Required action: Below are some entries; can you quote all of them exactly?

==== Extracted data ====

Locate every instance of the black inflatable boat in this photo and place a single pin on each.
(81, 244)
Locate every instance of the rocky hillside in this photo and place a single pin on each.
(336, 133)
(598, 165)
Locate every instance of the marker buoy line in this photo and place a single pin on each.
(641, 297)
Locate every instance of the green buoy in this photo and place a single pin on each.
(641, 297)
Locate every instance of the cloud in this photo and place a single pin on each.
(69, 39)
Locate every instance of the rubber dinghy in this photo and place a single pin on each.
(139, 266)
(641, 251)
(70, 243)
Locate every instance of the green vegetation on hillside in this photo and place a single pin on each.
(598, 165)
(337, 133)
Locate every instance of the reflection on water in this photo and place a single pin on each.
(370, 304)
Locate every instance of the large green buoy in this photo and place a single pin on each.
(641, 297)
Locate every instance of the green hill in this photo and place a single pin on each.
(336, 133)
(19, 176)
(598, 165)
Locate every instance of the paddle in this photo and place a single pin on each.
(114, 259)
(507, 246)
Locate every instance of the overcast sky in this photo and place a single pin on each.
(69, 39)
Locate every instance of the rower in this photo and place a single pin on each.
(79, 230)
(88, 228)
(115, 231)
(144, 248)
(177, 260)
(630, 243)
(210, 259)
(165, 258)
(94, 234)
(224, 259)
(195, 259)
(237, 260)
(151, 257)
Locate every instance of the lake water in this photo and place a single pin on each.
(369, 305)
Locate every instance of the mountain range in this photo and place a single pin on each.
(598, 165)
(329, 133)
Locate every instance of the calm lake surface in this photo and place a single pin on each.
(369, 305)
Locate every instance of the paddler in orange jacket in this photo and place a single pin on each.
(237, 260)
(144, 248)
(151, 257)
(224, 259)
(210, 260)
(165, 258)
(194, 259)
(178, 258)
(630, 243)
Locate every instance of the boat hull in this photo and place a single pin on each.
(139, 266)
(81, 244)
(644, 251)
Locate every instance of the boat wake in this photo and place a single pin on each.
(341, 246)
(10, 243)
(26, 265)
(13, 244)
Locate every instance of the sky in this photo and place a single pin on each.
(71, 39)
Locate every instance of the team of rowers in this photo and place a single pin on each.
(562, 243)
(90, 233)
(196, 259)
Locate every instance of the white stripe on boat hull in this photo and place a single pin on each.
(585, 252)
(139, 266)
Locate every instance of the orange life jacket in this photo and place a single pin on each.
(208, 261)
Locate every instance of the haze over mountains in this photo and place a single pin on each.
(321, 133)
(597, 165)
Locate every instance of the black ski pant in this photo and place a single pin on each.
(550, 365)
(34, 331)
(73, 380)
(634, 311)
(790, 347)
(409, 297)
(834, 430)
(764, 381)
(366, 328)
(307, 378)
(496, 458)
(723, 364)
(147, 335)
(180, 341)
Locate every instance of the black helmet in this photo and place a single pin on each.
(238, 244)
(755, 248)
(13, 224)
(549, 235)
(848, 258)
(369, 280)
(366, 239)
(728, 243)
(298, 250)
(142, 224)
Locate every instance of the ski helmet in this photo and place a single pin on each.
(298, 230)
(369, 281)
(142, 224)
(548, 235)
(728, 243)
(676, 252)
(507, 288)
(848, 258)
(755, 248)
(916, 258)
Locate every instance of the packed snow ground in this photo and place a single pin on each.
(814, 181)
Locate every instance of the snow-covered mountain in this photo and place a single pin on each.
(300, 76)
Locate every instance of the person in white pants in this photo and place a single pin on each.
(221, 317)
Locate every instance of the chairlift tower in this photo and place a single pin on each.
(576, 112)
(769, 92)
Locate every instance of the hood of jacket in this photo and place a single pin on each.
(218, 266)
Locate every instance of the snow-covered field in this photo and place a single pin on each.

====

Response to the task:
Locate every instance of the black inflatable boat in this photo and place a single pin on each.
(81, 244)
Locate every instance of the rocky hillside in this photo and place a single pin on each.
(336, 133)
(598, 165)
Locate every instance of the marker buoy line in this photo and place a single pin on each.
(641, 297)
Locate every instance of the green buoy in this photo and place a single pin on each.
(641, 297)
Locate every instance of the cloud in this photo and place a single pin on each.
(69, 39)
Locate every instance of the rubber dinghy in this photo and place a single pin on each.
(139, 266)
(641, 251)
(70, 243)
Locate every instance of the green vegetation on hillside in this photo and place a single pin on each.
(598, 165)
(337, 133)
Locate every instance of the reflection on water in this photo and place a single pin on each.
(370, 304)
Locate every instance of the large green buoy in this photo and place a single pin on each.
(641, 297)
Locate every instance of the green hill in this photo and place a single pin on each.
(336, 133)
(19, 176)
(598, 165)
Locate every instance of the paddle in this photo and place a single pin on each.
(114, 259)
(507, 246)
Locate every instance of the overcast sky in this photo and place a single pin on each.
(69, 39)
Locate every instance of the rower in this photo and place a single pin on each.
(79, 230)
(88, 228)
(115, 231)
(144, 248)
(177, 260)
(630, 243)
(210, 259)
(165, 258)
(94, 234)
(224, 259)
(195, 259)
(237, 260)
(151, 257)
Locate every instance of the lake water in this photo and place a single pin on each.
(369, 305)
Locate every instance of the mountain range in this photo and place a single pin on each.
(598, 165)
(329, 133)
Locate every instance of the calm lake surface in this photo and place a single pin on each.
(369, 305)
Locate every instance of the paddler in orange jacket in this photo and place a single pin on each.
(237, 260)
(144, 248)
(151, 257)
(224, 259)
(210, 260)
(165, 258)
(194, 259)
(178, 258)
(630, 243)
Locate every instance of the boat hull in this photo and place a single pin on each.
(139, 266)
(81, 244)
(644, 251)
Locate every instance of the boat wake in this photo and place a single pin on each.
(341, 246)
(10, 243)
(26, 265)
(13, 244)
Locate every instance of the sky in this photo and place a single pin on each.
(71, 39)
Locate every instance of the team of rowers in this photo and place a single pin on each.
(562, 243)
(90, 233)
(196, 259)
Locate every instance of the white stripe on boat hull in this photo and place a single pin on each.
(585, 252)
(139, 266)
Locate every instance of the orange life jacket in this photo and place a single pin on each.
(208, 261)
Locate every instance of the haze over mountains in this photo and place a single pin on each.
(321, 133)
(597, 165)
Locate every instance of the black ski pant in this photo and place a single pin on each.
(550, 365)
(34, 331)
(73, 380)
(634, 311)
(790, 347)
(409, 297)
(834, 430)
(764, 381)
(366, 328)
(307, 378)
(496, 458)
(723, 364)
(147, 335)
(180, 341)
Locate every instance of the black helmet in this photo and place a single pin on each.
(238, 244)
(755, 248)
(13, 224)
(549, 235)
(848, 258)
(369, 280)
(366, 239)
(728, 243)
(298, 250)
(142, 224)
Locate every instance of the ski helmet in this photo and place a single pin on each.
(298, 230)
(369, 281)
(142, 224)
(548, 235)
(728, 243)
(676, 252)
(507, 288)
(848, 258)
(755, 248)
(916, 258)
Locate every instance of the packed snow ground in this photo and place a single pin on each.
(814, 181)
Locate every instance of the snow-covered mountain in this photo and place a single pin on each.
(300, 76)
Locate every instance of the person in white pants in this photo and place a single pin on each.
(221, 317)
Locate every instance of the chairlift tower in this photo and place a single pin on each.
(576, 112)
(769, 92)
Locate every instance of the hood of jacket in this photo and place a single pin on each.
(218, 266)
Locate every instance of the snow-covered field in this photo and place a single pin on each.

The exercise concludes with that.